Give the lines again, unchanged, starting with the line containing "positive clicks: (386, 69) (383, 67)" and ending with the last line of the data below.

Dataset entries
"""

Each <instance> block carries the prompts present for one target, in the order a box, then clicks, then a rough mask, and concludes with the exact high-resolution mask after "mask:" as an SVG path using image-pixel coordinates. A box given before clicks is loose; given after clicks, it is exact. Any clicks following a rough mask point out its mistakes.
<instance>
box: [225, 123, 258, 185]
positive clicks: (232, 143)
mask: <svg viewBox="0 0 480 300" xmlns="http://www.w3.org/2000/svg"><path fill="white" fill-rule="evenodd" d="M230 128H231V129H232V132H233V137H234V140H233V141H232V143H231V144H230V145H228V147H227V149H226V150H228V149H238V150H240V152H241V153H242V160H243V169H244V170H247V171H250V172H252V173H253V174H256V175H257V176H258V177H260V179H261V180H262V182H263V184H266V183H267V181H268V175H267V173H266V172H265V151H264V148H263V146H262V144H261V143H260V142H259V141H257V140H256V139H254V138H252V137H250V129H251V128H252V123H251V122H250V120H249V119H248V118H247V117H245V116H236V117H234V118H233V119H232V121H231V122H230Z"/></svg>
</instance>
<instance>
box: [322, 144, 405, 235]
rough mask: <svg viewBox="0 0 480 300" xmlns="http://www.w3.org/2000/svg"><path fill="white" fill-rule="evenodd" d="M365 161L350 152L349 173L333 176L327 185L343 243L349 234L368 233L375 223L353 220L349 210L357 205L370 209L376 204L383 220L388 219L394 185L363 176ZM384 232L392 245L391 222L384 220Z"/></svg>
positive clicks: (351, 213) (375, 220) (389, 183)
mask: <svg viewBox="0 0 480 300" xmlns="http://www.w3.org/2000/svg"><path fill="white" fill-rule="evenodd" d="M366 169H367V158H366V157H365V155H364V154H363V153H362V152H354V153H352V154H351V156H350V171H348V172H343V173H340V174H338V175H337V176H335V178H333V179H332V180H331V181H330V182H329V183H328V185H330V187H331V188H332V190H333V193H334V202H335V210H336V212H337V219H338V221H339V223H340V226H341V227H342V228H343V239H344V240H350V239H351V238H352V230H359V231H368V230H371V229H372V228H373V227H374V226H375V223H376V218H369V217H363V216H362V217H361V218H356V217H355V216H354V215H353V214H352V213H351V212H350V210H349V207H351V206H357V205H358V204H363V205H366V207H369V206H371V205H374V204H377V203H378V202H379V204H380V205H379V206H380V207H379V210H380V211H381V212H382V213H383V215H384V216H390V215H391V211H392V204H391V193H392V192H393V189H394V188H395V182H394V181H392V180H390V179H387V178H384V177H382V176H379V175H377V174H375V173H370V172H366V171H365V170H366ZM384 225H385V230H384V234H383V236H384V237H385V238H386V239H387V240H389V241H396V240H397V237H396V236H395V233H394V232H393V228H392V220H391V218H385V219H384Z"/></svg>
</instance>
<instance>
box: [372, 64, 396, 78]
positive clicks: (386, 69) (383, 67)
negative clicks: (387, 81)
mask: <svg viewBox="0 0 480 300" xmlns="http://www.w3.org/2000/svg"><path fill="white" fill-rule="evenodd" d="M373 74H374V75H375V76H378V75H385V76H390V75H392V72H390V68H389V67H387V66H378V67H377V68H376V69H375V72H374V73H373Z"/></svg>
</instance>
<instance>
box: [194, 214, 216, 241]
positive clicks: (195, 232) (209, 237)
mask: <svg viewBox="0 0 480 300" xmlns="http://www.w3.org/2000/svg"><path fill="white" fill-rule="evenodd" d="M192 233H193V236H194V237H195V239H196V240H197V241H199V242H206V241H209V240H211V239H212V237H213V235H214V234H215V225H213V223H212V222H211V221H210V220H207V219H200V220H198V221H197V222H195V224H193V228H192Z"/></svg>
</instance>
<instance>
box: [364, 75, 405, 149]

"""

#### Response below:
positive clicks: (386, 69) (383, 67)
negative clicks: (387, 81)
mask: <svg viewBox="0 0 480 300" xmlns="http://www.w3.org/2000/svg"><path fill="white" fill-rule="evenodd" d="M373 74H374V75H375V76H378V75H385V76H390V75H392V72H390V68H389V67H387V66H378V67H377V68H376V69H375V72H374V73H373Z"/></svg>
</instance>
<instance>
box: [194, 214, 216, 241]
positive clicks: (195, 232) (209, 237)
mask: <svg viewBox="0 0 480 300" xmlns="http://www.w3.org/2000/svg"><path fill="white" fill-rule="evenodd" d="M192 233H193V236H194V237H195V239H196V240H197V241H199V242H206V241H209V240H211V239H212V237H213V235H214V234H215V225H213V223H212V222H211V221H210V220H207V219H200V220H198V221H197V222H195V224H193V228H192Z"/></svg>
</instance>
<instance>
box: [364, 75, 405, 149]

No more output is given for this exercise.